== WORK TO DO ==
Repeat precisely, and only, the lines between the line containing "Where can you see the white" and the end of the listing below, both ends included.

^^^^^^^^

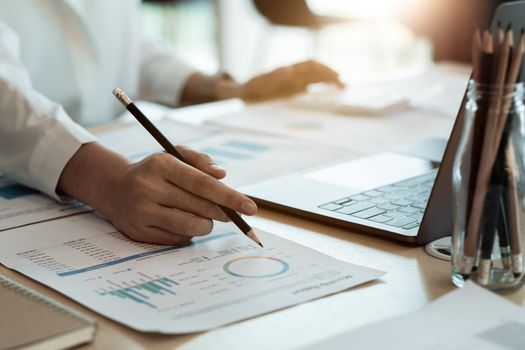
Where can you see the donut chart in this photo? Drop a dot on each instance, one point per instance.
(256, 267)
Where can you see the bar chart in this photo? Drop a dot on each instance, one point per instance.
(141, 290)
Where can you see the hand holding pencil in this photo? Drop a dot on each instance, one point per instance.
(208, 197)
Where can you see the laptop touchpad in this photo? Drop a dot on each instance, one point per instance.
(372, 171)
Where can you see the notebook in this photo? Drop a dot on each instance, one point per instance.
(29, 320)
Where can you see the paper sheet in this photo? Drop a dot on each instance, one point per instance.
(247, 157)
(431, 115)
(468, 318)
(219, 279)
(20, 205)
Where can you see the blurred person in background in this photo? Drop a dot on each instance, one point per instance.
(59, 61)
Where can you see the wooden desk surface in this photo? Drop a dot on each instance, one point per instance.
(414, 279)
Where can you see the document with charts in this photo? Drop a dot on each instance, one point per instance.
(248, 157)
(219, 279)
(21, 205)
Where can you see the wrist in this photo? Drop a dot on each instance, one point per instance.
(202, 88)
(92, 175)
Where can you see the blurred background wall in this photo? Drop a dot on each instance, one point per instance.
(364, 40)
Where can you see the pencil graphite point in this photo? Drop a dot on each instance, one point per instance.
(251, 234)
(122, 97)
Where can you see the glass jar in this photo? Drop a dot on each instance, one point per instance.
(488, 189)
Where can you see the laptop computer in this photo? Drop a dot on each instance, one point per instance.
(404, 195)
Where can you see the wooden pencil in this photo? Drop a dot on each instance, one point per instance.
(168, 146)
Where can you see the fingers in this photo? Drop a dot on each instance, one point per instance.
(314, 72)
(174, 197)
(205, 186)
(201, 161)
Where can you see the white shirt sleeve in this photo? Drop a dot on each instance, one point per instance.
(37, 137)
(163, 74)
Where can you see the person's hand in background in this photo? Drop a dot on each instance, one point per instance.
(157, 200)
(288, 80)
(279, 82)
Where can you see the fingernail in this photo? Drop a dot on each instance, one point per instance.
(215, 166)
(248, 207)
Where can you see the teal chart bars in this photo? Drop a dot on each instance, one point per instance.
(142, 290)
(215, 280)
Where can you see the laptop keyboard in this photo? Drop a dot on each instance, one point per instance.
(401, 204)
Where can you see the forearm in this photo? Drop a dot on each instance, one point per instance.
(201, 88)
(90, 175)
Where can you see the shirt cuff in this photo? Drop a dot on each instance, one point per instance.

^^^^^^^^

== WRITTEN SOLUTION ==
Where can you see the white shirt sleeve in this photo? Drop a dot on each instance, one point per instance.
(37, 137)
(163, 74)
Where can you see the person's hand in background in this photo? Drop a dot on each instance, one point per instance.
(157, 200)
(288, 80)
(279, 82)
Where can you see the fingernail in this photo? Drop a dot on each instance, one point per instance.
(215, 166)
(248, 207)
Where can you see the teal chart bars in this photo? Drop a dot on each instance, one point per instance.
(142, 290)
(215, 280)
Where can you see the laptop keyboard in this photo? Drop a dot on each instance, one point per instance.
(401, 204)
Where can you see the forearm in this photo? Drop a dot on each instance, one point per instance.
(201, 88)
(90, 175)
Where can you see the shirt cuff in this photo? Drop a dot on each instance, one point per instance.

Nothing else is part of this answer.